Instruction — Pick up the passage on G7 policy cooperation and domestic inequality after its last sentence and continue it.

Page —
※
Knowing what should be done is only the first step in successfully implementing cooperative policies. Often, governments are constrained by domestic legal or regulatory provisions from doing what they might otherwise want to do. The Federal Reserve presides over the world's principal reserve currency, yet must legally pursue only the domestic objectives of full employment and price stability. While the Fed has entered into currency swap arrangements with a number of central banks, it could unilaterally refuse to honor them. Congressional intervention in a crisis might lead to the same outcome. Similarly, domestic regulatory agencies are often forbidden to share confidential information with other agencies, even in a crisis. In another example, the German Constitutional Court has repeatedly been asked to rule on the legality of measures taken by the European Central Bank to support either the eurozone economy or the integrity of the eurozone ("whatever it takes").
A useful role for the G7 would be to draw attention to laws and regulations that seem to impede the scope for desired international cooperation without serving any legitimate domestic objective. There will be a wide range of views as to what constitutes a "legitimate domestic objective." Nevertheless, it would be a useful function just to point out the areas where a tradeoff exists between domestic and international objectives. Without appreciation of these tradeoffs, achieving domestic objectives seems likely to be the default position.
WHAT WOULD BE DONE?
Even if what should be done is clear, and the power to act is available, the absence of a political will to act impedes international action in pursuit of the common good. The brand of "populism" now ascendant in many countries favors strictly national pursuits. The problems perceived by the average citizen are blamed on those deemed "others": foreigners (via unfair trade), immigrants (taking jobs and welfare payments), and traditional scapegoats like religious and other minorities.
The root of the problem seems to be widening inequality in many countries, with the benefits of growth in recent decades going to only a small proportion of the population. This is widely perceived to be "unfair," a perception which erodes trust in domestic government and also in the benefits of international cooperation. Also contributing to this erosion, and a trigger for the recent shift in political sentiment, has been the financial crisis which began in 2007. Similar political effects arising from financial crises in many countries over the last century or so have been well documented by an impressive literature. The general trend during the crisis to "bail out the banks" at the expense of the taxpayers has further contributed to the sense of unfairness. In the eurozone, such policies have not only driven a wedge between citizens and their national governments, but also between the citizens of creditor and debtor countries. With banks having been exempted from bearing the costs of the bad loans they initiated, the ultimate borrowers (citizens of peripheral countries) and ultimate lenders (citizens of core eurozone countries) must bear the costs. Both now feel aggrieved and rightly so.
In the face of this deep-seated problem, what might the G7 suggest in order to address both the underlying economic realities and also the problem of misguided popular perceptions?
Regarding widening domestic inequality, various "worker friendly" policies should be investigated. Could wages be allowed to rise without sparking an inflationary spiral? Record high profit spreads seem to point in this direction. Could more aggressive competition laws and enforcement levels bring prices and profits down, to the benefit of ordinary people? Could less stringent employment protection and better "safety net" provisions for the unemployed (what the Danes call "flexicurity") help in promoting inclusiveness and a greater sense of well-being? Could active labor market policies (to reverse the growing problem of skills mismatch) and added attention to skills development (both vocational education and adult training) be more vigorously pursued? Pushing these issues higher up on the G7 agenda, accompanied by concrete follow-up, would help restore a sense of fairness and the trust in government that arises naturally from it.
※
[Dataset records]
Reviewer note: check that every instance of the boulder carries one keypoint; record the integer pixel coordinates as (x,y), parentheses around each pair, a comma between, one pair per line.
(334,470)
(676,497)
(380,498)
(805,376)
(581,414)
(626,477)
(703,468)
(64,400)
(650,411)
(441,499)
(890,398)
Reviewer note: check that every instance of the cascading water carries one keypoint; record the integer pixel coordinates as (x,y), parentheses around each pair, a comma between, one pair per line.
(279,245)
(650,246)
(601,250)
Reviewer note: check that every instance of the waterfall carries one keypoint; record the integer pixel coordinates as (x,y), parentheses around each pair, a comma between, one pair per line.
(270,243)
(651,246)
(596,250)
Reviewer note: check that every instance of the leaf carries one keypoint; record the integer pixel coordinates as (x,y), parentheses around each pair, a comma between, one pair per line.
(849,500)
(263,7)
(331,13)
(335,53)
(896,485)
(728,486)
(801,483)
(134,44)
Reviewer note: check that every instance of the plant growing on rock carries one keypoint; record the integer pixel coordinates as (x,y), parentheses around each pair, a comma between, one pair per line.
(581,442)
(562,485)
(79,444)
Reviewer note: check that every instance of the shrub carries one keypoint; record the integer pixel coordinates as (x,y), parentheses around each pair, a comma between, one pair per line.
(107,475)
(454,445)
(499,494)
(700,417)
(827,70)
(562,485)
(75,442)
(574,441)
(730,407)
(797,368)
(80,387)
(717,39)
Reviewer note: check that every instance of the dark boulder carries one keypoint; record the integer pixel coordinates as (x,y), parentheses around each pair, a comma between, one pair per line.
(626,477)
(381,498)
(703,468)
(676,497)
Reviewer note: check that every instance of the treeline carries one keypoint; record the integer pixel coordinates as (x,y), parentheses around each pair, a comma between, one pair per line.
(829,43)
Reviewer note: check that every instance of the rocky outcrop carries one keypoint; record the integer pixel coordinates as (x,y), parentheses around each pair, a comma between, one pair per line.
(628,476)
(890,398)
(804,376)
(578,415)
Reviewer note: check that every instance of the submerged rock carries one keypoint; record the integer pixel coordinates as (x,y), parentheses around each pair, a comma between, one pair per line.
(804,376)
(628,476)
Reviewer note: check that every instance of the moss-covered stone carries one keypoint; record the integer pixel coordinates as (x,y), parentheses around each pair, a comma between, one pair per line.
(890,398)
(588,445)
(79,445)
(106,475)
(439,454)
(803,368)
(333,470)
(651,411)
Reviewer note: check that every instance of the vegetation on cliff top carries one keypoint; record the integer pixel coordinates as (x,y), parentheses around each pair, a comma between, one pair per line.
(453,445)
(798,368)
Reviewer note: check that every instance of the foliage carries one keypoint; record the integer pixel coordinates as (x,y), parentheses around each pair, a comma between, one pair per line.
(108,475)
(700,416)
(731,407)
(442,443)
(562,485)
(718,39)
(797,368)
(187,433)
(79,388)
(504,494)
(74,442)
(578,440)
※
Exercise answer —
As for misguided popular perceptions, again, a great deal could be done. The G7 should make the positive case for globalization, not least lower consumer prices for the poor. Focusing solely on the negative effects of withdrawing from global processes is unlikely to be adequately persuasive; think of the Brexit campaign. It should be much more widely publicized that the real threat to jobs has not been globalization (and global supply chains), but technology. Moreover, the threat to jobs from technology--such as artificial intelligence--could become even more menacing in the not so distant future. The G7 should indicate clearly that they not only recognize this common problem, but are collectively working on how to deal with it in a "socially just" way. Again, a government commitment to ensure that technological advances benefit the many, and not just a few, would enhance both a sense of fairness and of trust in government.
A NEW SET OF POWERS FOR THE G7?
A new agenda focused on identifying long-term problems and proposing longer-term solutions would seem to require new powers to make it happen. In particular, a longer-term institutional memory and the support provided by a permanent secretariat would seem required. The current approach to supporting the G7 agenda, where a rotating presidency provides secretarial support and proposes new issues each year, is a recipe for overload and an inability to follow through.
A permanent secretariat need not be large, or even charged with doing its own research. The main task would be to identify the longer-term issues that the G7 thought needed attention but had not yet been picked up by the G20. It would then provide surveys of existing research and the possible policy implications for international cooperation. Further research might then be carried out by some combination of requests to existing institutions, working groups assembled for the specific purpose, or research commissioned from universities and think tanks. Physically, it might be best to house the new secretariat in one of the existing institutions. This would provide the cost savings associated with the use of existing corporate services and also provide daily interface with other professional staff such as economists, statisticians, and lawyers.
A NEW FORM OF G7 ACCOUNTABILITY?
How we assure that the G7 actually pursues its new agenda of identifying longer-term problems and initiating a process for dealing with them? One way is for the G7 to be fully transparent about what it proposes to suggest to the G20. As well, it should be clear about what issues it intends to address at the G7 level; how it intends to lead by example. Then the full weight of public opinion could be mobilized to support G7 initiatives.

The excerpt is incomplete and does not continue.